- **Data shown**:
-.-.-

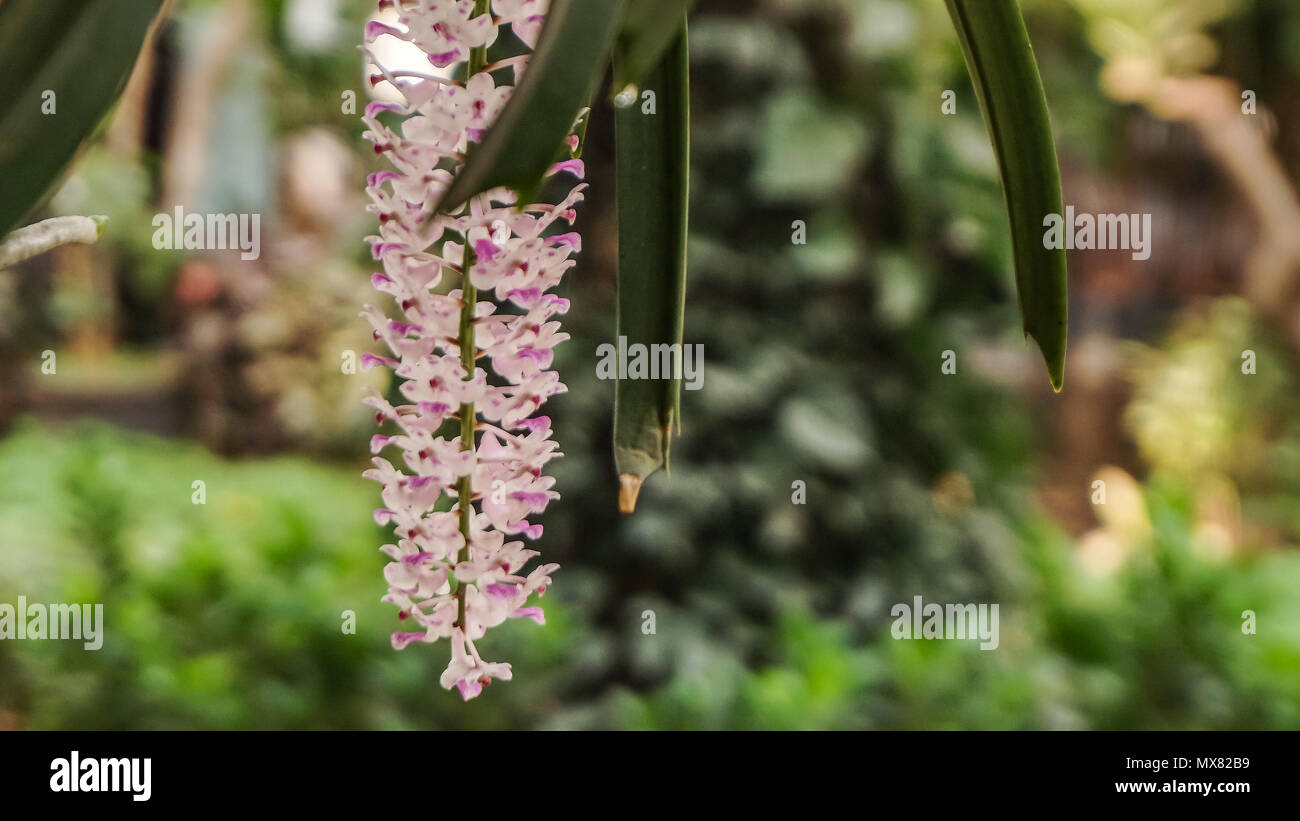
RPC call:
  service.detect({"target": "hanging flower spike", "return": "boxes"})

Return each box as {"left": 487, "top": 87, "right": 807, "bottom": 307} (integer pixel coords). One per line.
{"left": 362, "top": 0, "right": 579, "bottom": 700}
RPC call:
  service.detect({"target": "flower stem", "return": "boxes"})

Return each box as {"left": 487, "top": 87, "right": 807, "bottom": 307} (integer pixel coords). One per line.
{"left": 455, "top": 0, "right": 492, "bottom": 632}
{"left": 0, "top": 215, "right": 106, "bottom": 269}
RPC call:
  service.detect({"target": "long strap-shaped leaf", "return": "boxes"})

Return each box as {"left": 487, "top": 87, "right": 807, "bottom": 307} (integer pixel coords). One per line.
{"left": 0, "top": 0, "right": 165, "bottom": 237}
{"left": 945, "top": 0, "right": 1068, "bottom": 391}
{"left": 612, "top": 0, "right": 695, "bottom": 94}
{"left": 435, "top": 0, "right": 626, "bottom": 213}
{"left": 613, "top": 20, "right": 689, "bottom": 513}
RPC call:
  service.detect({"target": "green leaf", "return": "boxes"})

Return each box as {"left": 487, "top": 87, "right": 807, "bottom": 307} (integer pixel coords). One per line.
{"left": 944, "top": 0, "right": 1068, "bottom": 391}
{"left": 0, "top": 0, "right": 166, "bottom": 237}
{"left": 611, "top": 0, "right": 695, "bottom": 95}
{"left": 435, "top": 0, "right": 626, "bottom": 213}
{"left": 612, "top": 20, "right": 689, "bottom": 513}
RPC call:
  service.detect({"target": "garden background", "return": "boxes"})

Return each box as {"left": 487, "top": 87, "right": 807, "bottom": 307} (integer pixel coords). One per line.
{"left": 2, "top": 0, "right": 1299, "bottom": 729}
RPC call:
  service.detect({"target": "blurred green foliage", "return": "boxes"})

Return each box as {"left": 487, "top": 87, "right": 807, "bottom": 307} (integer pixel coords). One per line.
{"left": 0, "top": 420, "right": 590, "bottom": 729}
{"left": 0, "top": 415, "right": 1296, "bottom": 729}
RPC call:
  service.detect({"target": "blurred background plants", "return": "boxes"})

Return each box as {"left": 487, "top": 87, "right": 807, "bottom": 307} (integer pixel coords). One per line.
{"left": 2, "top": 0, "right": 1299, "bottom": 729}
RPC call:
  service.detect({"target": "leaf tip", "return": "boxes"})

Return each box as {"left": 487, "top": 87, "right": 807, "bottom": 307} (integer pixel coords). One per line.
{"left": 1027, "top": 328, "right": 1066, "bottom": 392}
{"left": 618, "top": 472, "right": 643, "bottom": 514}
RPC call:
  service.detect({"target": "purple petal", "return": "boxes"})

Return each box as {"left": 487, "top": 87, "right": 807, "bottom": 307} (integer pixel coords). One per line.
{"left": 391, "top": 631, "right": 425, "bottom": 650}
{"left": 513, "top": 607, "right": 546, "bottom": 626}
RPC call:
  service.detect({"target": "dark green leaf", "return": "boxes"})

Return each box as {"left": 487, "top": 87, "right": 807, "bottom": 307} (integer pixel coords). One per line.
{"left": 435, "top": 0, "right": 626, "bottom": 213}
{"left": 611, "top": 0, "right": 695, "bottom": 95}
{"left": 945, "top": 0, "right": 1068, "bottom": 391}
{"left": 0, "top": 0, "right": 165, "bottom": 237}
{"left": 613, "top": 20, "right": 689, "bottom": 512}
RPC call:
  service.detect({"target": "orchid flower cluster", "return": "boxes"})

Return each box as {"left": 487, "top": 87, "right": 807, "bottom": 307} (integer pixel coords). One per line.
{"left": 360, "top": 0, "right": 583, "bottom": 700}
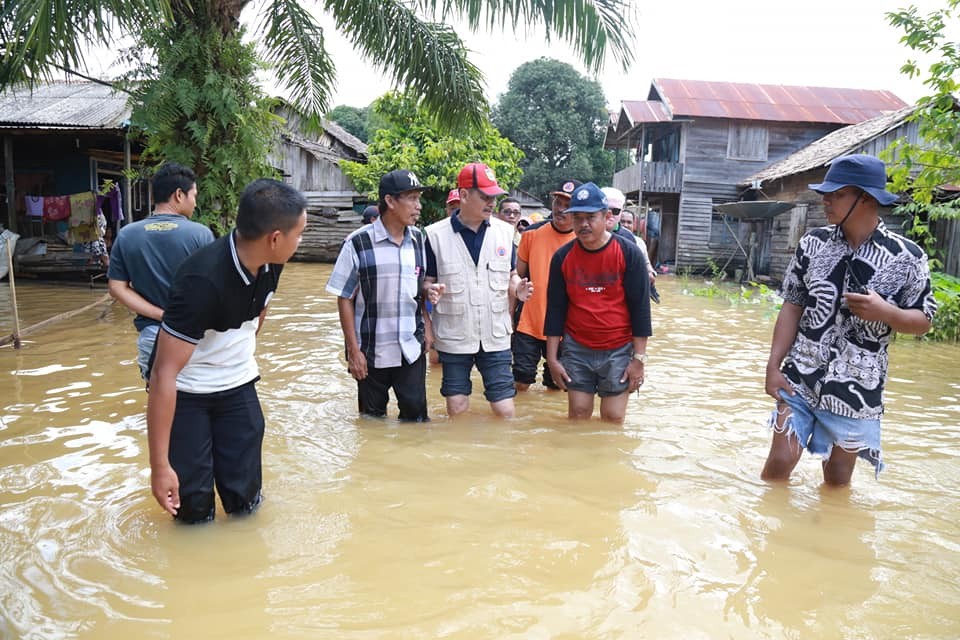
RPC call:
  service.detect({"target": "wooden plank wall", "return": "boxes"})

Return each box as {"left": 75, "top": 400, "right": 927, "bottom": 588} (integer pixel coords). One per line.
{"left": 294, "top": 213, "right": 361, "bottom": 263}
{"left": 682, "top": 120, "right": 838, "bottom": 185}
{"left": 675, "top": 181, "right": 739, "bottom": 271}
{"left": 673, "top": 119, "right": 838, "bottom": 271}
{"left": 933, "top": 218, "right": 960, "bottom": 277}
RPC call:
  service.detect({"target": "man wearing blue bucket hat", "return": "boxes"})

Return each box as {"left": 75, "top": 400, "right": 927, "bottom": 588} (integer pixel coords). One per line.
{"left": 761, "top": 154, "right": 937, "bottom": 487}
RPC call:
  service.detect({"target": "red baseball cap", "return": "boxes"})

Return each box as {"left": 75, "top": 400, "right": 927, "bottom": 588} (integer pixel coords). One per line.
{"left": 446, "top": 189, "right": 461, "bottom": 204}
{"left": 457, "top": 163, "right": 507, "bottom": 196}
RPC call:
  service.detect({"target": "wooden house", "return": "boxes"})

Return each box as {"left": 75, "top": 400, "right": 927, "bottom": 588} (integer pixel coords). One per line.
{"left": 0, "top": 84, "right": 368, "bottom": 269}
{"left": 603, "top": 78, "right": 907, "bottom": 273}
{"left": 271, "top": 105, "right": 369, "bottom": 262}
{"left": 740, "top": 104, "right": 960, "bottom": 280}
{"left": 0, "top": 81, "right": 148, "bottom": 235}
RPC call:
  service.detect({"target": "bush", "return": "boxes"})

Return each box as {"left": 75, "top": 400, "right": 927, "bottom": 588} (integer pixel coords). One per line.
{"left": 928, "top": 272, "right": 960, "bottom": 342}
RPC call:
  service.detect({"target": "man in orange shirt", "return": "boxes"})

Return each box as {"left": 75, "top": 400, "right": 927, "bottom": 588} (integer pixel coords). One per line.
{"left": 513, "top": 179, "right": 580, "bottom": 390}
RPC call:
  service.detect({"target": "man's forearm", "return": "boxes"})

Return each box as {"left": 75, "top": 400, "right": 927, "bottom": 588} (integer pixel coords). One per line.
{"left": 108, "top": 280, "right": 163, "bottom": 321}
{"left": 336, "top": 296, "right": 361, "bottom": 353}
{"left": 768, "top": 302, "right": 802, "bottom": 368}
{"left": 146, "top": 374, "right": 177, "bottom": 468}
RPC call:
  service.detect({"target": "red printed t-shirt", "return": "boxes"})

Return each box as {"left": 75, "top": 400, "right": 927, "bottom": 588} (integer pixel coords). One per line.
{"left": 516, "top": 221, "right": 575, "bottom": 340}
{"left": 544, "top": 233, "right": 651, "bottom": 350}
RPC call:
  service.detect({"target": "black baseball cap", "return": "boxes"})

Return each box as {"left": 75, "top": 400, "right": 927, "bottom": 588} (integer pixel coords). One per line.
{"left": 379, "top": 170, "right": 428, "bottom": 199}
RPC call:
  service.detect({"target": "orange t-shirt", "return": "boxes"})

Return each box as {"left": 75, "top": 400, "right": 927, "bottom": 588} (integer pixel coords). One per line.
{"left": 516, "top": 222, "right": 575, "bottom": 340}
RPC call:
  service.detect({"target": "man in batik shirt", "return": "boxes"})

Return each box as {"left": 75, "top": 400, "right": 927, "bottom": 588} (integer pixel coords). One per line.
{"left": 762, "top": 155, "right": 937, "bottom": 487}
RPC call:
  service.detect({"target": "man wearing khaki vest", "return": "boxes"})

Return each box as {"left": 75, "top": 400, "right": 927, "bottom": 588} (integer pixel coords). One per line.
{"left": 423, "top": 163, "right": 532, "bottom": 418}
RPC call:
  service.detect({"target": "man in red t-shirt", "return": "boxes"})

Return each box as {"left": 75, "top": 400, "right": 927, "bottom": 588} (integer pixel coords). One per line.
{"left": 544, "top": 182, "right": 652, "bottom": 423}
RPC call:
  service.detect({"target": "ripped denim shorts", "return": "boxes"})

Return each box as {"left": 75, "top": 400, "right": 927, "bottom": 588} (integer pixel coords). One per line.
{"left": 770, "top": 389, "right": 885, "bottom": 478}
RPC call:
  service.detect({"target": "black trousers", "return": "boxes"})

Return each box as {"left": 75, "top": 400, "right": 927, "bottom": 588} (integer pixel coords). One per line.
{"left": 357, "top": 353, "right": 429, "bottom": 422}
{"left": 168, "top": 380, "right": 265, "bottom": 523}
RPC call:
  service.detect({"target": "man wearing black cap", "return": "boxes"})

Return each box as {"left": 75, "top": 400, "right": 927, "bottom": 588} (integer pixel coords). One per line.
{"left": 762, "top": 154, "right": 937, "bottom": 487}
{"left": 361, "top": 205, "right": 380, "bottom": 225}
{"left": 326, "top": 169, "right": 441, "bottom": 421}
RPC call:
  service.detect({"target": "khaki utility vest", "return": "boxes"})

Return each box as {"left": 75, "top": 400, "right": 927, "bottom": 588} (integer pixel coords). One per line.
{"left": 426, "top": 216, "right": 514, "bottom": 354}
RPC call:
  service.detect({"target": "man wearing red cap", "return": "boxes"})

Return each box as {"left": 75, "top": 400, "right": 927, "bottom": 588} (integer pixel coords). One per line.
{"left": 444, "top": 189, "right": 460, "bottom": 217}
{"left": 424, "top": 162, "right": 532, "bottom": 418}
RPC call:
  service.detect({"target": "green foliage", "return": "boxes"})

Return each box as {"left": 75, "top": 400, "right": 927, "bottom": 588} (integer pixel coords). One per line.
{"left": 492, "top": 57, "right": 615, "bottom": 202}
{"left": 340, "top": 91, "right": 524, "bottom": 225}
{"left": 680, "top": 276, "right": 783, "bottom": 318}
{"left": 927, "top": 271, "right": 960, "bottom": 341}
{"left": 121, "top": 24, "right": 280, "bottom": 233}
{"left": 1, "top": 1, "right": 634, "bottom": 139}
{"left": 894, "top": 201, "right": 944, "bottom": 271}
{"left": 884, "top": 1, "right": 960, "bottom": 223}
{"left": 326, "top": 104, "right": 383, "bottom": 143}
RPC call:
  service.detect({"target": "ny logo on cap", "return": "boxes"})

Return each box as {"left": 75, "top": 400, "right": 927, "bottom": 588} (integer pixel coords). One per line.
{"left": 407, "top": 172, "right": 421, "bottom": 187}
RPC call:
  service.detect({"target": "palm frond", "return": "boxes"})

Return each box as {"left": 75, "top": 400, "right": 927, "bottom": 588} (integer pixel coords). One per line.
{"left": 415, "top": 0, "right": 636, "bottom": 72}
{"left": 255, "top": 0, "right": 336, "bottom": 120}
{"left": 324, "top": 0, "right": 488, "bottom": 131}
{"left": 0, "top": 0, "right": 173, "bottom": 88}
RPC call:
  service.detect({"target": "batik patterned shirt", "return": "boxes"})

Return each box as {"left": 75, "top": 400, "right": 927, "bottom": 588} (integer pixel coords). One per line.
{"left": 779, "top": 221, "right": 937, "bottom": 419}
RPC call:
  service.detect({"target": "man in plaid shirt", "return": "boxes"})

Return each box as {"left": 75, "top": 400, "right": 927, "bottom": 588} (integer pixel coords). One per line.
{"left": 326, "top": 170, "right": 442, "bottom": 421}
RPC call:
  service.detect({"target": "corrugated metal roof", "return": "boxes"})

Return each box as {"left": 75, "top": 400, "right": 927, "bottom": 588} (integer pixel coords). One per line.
{"left": 741, "top": 105, "right": 917, "bottom": 186}
{"left": 622, "top": 100, "right": 673, "bottom": 124}
{"left": 651, "top": 78, "right": 907, "bottom": 124}
{"left": 0, "top": 81, "right": 130, "bottom": 129}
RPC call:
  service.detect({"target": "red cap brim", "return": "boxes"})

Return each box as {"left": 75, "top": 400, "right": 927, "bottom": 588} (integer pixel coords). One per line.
{"left": 477, "top": 185, "right": 507, "bottom": 196}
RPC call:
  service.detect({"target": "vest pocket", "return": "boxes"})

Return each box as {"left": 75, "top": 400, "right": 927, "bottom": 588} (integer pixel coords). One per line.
{"left": 486, "top": 261, "right": 511, "bottom": 291}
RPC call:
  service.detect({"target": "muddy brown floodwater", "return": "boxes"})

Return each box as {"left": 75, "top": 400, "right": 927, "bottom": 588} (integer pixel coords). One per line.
{"left": 1, "top": 263, "right": 959, "bottom": 638}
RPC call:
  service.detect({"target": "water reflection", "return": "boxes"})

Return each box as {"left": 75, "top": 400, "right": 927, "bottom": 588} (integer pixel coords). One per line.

-.-.-

- **Aim of the task**:
Go line by line through the data, copying each one that contains the word "shirt".

- **Output for this exercise**:
  service.detect({"target": "man in orange shirt", "return": "boxes"})
  service.detect({"target": "red printed t-shirt", "return": "boxes"})
  service.detect({"target": "orange t-shirt", "return": "boxes"})
  service.detect({"target": "man in batik shirt", "return": "boxes"})
  service.detect({"target": "man in red t-shirt", "return": "boxes"})
  service.detect({"target": "batik patterned shirt", "return": "boxes"})
  service.detect({"target": "man in plaid shirt", "return": "boxes"})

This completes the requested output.